* PASSAGE PROVIDED
● ● ●
[v2,10/24] EDAC, mc: Remove per layer counters

Message ID 20190624150758.6695-11-rrichter@marvell.com
State Superseded
Headers show
Series
  • EDAC, mc, ghes: Fixes and updates to improve memory error reporting
Related show

Commit Message

Robert Richter June 24, 2019, 3:09 p.m.
Looking at how mci->{ue,ce}_per_layer[EDAC_MAX_LAYERS] is used, it
turns out that only the leaves in the memory hierarchy are consumed
(in sysfs), but not the intermediate layers, e.g.:

 count = dimm->mci->ce_per_layer[dimm->mci->n_layers-1][dimm->idx];

So let's get rid of the unused counters that just add complexity.

Error counter values are directly stored in struct dimm_info now.
● ● ●
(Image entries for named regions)
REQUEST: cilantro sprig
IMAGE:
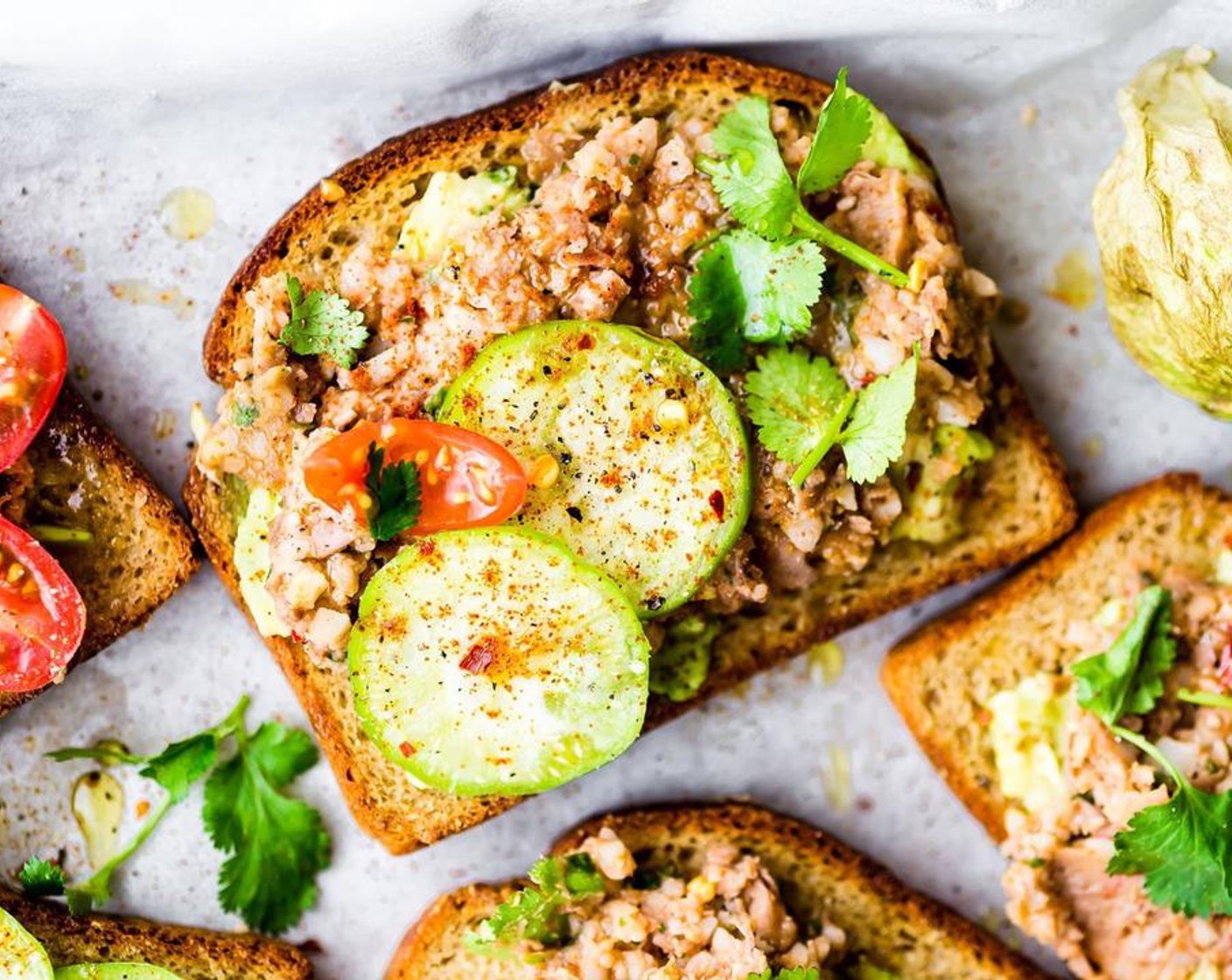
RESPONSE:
[1069,585,1177,724]
[365,443,423,541]
[278,275,368,368]
[463,851,605,959]
[30,696,330,933]
[744,347,919,486]
[689,69,908,374]
[1071,585,1232,919]
[18,857,66,899]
● ● ●
* GIVEN REQUEST 1
In the EDAC counter patch, shorten the paragraph that begins "Looking at how mci->{ue,ce}_per_layer" into a brief summary that keeps its main facts.
* GIVEN REQUEST 2
From the EDAC counter patch, copy word for word the part from "Looking at how" up to and including "just add complexity.".
* GIVEN REQUEST 3
Pick up the EDAC counter patch after its final sentence and keep writing.
None of the work here uses the records.

* EXERCISE RESULT 1
Checking how mci->{ue,ce}_per_layer[EDAC_MAX_LAYERS] is used shows that sysfs reads only the leaf counters of the memory hierarchy, never those of the intermediate layers.

* EXERCISE RESULT 2
Looking at how mci->{ue,ce}_per_layer[EDAC_MAX_LAYERS] is used, it
turns out that only the leaves in the memory hierarchy are consumed
(in sysfs), but not the intermediate layers, e.g.:

 count = dimm->mci->ce_per_layer[dimm->mci->n_layers-1][dimm->idx];

So let's get rid of the unused counters that just add complexity.

* EXERCISE RESULT 3
Signed-off-by: Robert Richter <rrichter@marvell.com>

---
 drivers/edac/edac_mc.c       | 98 ++++++++++++------------------------
 drivers/edac/edac_mc_sysfs.c | 20 +++-----
 drivers/edac/ghes_edac.c     |  5 +-
 include/linux/edac.h         |  7 ++-
 4 files changed, 44 insertions(+), 86 deletions(-)

-- 
2.20.1

Comments

Borislav Petkov Aug. 16, 2019, 9:24 a.m. | #1
On Mon, Jun 24, 2019 at 03:09:15PM +0000, Robert Richter wrote:
> Looking at how mci->{ue,ce}_per_layer[EDAC_MAX_LAYERS] is used, it

> turns out that only the leaves in the memory hierarchy are consumed

> (in sysfs), but not the intermediate layers, e.g.:

> 

>  count = dimm->mci->ce_per_layer[dimm->mci->n_layers-1][dimm->idx];

> 

> So let's get rid of the unused counters that just add complexity.

> 

> Error counter values are directly stored in struct dimm_info now.

> 

> Signed-off-by: Robert Richter <rrichter@marvell.com>

> ---

>  drivers/edac/edac_mc.c       | 98 ++++++++++++------------------------

>  drivers/edac/edac_mc_sysfs.c | 20 +++-----

>  drivers/edac/ghes_edac.c     |  5 +-

>  include/linux/edac.h         |  7 ++-

>  4 files changed, 44 insertions(+), 86 deletions(-)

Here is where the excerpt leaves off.